REQUIREMENT:
Copy, from the material below, each line that contains the word "right".

DATA SUPPLIED:
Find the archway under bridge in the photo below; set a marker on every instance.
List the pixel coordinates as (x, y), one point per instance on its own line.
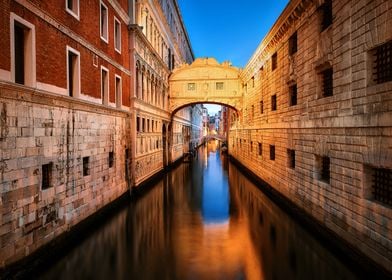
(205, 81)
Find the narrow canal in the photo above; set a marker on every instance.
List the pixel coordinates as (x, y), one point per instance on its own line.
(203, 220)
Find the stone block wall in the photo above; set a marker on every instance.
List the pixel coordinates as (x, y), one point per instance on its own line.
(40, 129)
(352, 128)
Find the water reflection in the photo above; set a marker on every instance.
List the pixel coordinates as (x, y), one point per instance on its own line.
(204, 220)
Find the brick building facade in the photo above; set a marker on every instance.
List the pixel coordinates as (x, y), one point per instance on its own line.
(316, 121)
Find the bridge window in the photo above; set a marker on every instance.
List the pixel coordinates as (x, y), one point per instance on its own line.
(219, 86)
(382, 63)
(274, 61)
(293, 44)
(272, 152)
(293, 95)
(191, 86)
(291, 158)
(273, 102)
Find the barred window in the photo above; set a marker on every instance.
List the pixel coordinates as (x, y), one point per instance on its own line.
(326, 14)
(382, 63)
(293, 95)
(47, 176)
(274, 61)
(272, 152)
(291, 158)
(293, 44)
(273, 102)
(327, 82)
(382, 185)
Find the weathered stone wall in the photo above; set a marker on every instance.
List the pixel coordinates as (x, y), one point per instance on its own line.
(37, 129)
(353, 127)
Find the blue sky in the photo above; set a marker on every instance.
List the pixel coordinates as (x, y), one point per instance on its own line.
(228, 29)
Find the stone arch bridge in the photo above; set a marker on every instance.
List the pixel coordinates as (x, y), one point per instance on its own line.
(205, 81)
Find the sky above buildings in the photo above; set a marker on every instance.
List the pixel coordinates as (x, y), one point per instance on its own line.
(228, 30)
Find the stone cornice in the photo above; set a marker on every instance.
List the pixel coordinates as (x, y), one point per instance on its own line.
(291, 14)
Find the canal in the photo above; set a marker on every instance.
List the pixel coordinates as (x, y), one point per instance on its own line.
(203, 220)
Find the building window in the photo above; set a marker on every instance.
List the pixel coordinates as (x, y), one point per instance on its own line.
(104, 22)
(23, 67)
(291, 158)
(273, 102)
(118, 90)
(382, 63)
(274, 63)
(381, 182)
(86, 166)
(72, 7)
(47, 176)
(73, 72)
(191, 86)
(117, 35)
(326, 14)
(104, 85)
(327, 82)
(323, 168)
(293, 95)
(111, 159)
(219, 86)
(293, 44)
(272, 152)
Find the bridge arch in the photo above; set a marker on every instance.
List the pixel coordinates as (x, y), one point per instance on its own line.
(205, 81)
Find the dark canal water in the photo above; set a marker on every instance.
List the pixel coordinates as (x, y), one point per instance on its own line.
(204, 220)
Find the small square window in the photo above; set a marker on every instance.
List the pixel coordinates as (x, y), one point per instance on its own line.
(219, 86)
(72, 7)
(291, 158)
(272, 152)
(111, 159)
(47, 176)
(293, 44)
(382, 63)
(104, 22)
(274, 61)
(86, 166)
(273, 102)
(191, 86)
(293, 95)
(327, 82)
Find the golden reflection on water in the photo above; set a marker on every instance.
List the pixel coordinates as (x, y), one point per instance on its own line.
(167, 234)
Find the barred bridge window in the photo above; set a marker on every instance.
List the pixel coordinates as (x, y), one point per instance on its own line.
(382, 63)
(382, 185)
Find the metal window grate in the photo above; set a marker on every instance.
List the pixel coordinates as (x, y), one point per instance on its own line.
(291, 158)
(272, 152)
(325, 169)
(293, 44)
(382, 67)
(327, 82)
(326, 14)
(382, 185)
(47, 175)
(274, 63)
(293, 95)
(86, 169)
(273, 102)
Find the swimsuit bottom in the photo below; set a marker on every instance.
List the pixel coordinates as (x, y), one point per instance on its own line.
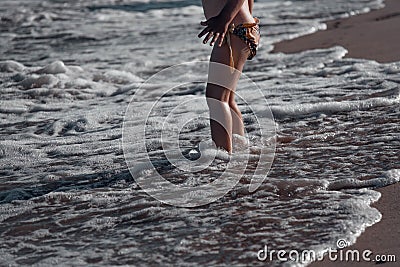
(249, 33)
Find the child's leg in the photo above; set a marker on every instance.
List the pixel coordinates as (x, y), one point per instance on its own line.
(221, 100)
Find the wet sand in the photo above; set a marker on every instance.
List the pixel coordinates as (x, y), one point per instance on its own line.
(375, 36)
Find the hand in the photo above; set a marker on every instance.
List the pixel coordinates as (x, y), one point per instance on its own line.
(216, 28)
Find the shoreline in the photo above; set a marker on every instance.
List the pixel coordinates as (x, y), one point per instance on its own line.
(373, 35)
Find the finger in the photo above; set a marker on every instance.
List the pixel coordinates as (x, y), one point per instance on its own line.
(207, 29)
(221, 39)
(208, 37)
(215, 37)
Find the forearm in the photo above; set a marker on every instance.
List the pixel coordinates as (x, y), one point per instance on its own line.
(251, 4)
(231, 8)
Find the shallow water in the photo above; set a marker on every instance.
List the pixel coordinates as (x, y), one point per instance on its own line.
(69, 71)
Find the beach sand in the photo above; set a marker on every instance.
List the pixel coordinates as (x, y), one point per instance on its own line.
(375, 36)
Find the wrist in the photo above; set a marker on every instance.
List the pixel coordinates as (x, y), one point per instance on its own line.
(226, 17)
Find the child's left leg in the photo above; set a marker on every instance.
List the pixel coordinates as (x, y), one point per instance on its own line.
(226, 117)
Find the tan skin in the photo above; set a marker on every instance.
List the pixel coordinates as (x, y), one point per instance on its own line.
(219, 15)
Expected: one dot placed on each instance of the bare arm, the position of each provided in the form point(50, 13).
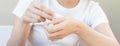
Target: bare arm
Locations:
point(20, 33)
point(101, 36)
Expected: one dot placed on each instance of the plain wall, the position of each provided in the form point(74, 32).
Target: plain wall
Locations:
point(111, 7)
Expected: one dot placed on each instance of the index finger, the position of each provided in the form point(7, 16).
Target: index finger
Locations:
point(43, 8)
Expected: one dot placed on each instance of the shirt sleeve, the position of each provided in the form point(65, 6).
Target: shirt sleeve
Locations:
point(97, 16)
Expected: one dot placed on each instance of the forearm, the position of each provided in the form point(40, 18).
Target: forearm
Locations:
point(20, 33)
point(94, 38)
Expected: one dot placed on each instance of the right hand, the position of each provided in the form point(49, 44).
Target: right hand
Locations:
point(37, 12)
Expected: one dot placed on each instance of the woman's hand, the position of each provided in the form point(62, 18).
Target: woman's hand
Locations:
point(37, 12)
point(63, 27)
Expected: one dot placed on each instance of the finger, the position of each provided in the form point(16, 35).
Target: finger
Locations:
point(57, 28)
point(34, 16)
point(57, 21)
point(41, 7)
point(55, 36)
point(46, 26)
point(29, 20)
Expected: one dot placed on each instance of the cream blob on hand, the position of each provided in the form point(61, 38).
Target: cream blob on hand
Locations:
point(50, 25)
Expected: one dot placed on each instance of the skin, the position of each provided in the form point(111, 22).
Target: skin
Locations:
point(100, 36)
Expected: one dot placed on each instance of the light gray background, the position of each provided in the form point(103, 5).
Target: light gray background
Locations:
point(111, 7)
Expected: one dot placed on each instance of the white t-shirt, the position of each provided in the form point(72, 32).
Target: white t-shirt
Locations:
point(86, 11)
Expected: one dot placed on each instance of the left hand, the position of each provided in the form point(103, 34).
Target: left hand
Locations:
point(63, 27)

RESULT OF THE TASK:
Expected: one dot placed on each instance of the right hand, the position of each provided in the form point(49, 44).
Target: right hand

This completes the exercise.